[BEGIN Text shown]
All slurry experiments at all temperatures resulted in the complete transformation of form IX into the more stable form II. At lower temperature, the transformation of form IX was slow and took place overnight (observed after 15 hours). Although a minor quantity of the stable TFA-I was also present in the starting mixture, it did not affect the overall result of the experiment. The transformation became noticeably faster with increasing temperature, and a complete phase transition to form II was observed within 1 hour for the experiment at 20 °C and 20 minutes at 40 °C. In the latter case, some of the stable form I nucleated after about 10 minutes and eventually became the only phase present (after about 1 hour from the start of the experiment).
In summary, these experiments also show that under the studied range of temperatures (2–40 °C), form I is the most stable form followed by form II and form IX.
[END Text shown]
Required task 1: Rewrite the paragraph of the slurry experiment text that begins "All slurry experiments at all temperatures" as a short bulleted list, keeping its main facts.
Required task 2: Write a continuation of the text on the stability of forms I, II, and IX, starting after its final sentence.
[BEGIN Provided records]
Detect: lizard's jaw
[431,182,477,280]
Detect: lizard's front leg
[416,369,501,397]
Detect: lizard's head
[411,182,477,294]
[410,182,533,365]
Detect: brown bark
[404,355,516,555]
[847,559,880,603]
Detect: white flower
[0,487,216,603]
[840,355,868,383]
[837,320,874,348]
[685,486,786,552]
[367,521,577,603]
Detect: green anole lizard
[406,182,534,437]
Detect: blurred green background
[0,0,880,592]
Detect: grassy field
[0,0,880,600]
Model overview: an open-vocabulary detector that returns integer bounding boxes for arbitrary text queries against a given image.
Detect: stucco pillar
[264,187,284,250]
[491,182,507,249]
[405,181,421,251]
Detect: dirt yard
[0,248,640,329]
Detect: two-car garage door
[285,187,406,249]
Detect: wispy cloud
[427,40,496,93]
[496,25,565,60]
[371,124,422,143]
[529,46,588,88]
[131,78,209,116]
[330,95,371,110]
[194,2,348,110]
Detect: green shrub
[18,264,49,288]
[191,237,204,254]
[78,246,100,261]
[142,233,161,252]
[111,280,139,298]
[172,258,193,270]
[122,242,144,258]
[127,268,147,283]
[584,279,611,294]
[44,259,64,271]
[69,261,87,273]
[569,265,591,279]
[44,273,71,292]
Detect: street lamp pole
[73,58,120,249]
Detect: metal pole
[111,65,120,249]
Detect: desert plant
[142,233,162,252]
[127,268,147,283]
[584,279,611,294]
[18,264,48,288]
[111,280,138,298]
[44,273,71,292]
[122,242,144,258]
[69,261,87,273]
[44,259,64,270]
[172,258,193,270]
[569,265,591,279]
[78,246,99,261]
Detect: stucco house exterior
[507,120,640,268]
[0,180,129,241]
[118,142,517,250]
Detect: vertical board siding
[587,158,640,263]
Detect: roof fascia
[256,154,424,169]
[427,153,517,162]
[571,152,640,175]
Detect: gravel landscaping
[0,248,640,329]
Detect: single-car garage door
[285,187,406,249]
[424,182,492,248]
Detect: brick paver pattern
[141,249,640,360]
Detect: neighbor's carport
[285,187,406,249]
[END Provided records]
Written answer 1:
- At every temperature, the slurry experiments fully transformed form IX into the more stable form II.
- At lower temperature the change was slow and happened overnight (observed after 15 hours). A minor amount of stable TFA-I in the starting mixture did not affect the result.
- The transformation sped up as temperature rose. It was complete within 1 hour at 20 °C and within 20 minutes at 40 °C.
- At 40 °C, stable form I nucleated after about 10 minutes and became the only phase present after about 1 hour.

Written answer 2:
3.6 Solubility measurements
The solubilities of TFA forms IX, I and II in IPA (given as molar fraction) measured with the Crystal16 are reported in Fig. 8. Our data are comparable to those reported for forms I and II in previous works (see ESI†). The measured solubilities of all three forms are very close, thus in agreement with the small differences in crystal free energies computed with DFT. In the temperature range here considered, TFA-IX always has a higher solubility than the other two forms which explains the results of the solvent-mediated phase transformation experiments, where form IX transforms to the more stable forms II and I.61 The solubility curves of forms I and II were found to cross around 309 K which is above the expected value since form I is always more stable than form II in this range of temperatures. This may be a consequence of the inaccuracies of turbidity methods to assess solubility, which can in turn depend on many factors including particle aggregation and differences in dissolution rates.62 However, we have decided to use the Crystal16 methodology given the problematics normally related to the determination of solubility of metastable polymorphs63 and the small available quantities of TFA-IX.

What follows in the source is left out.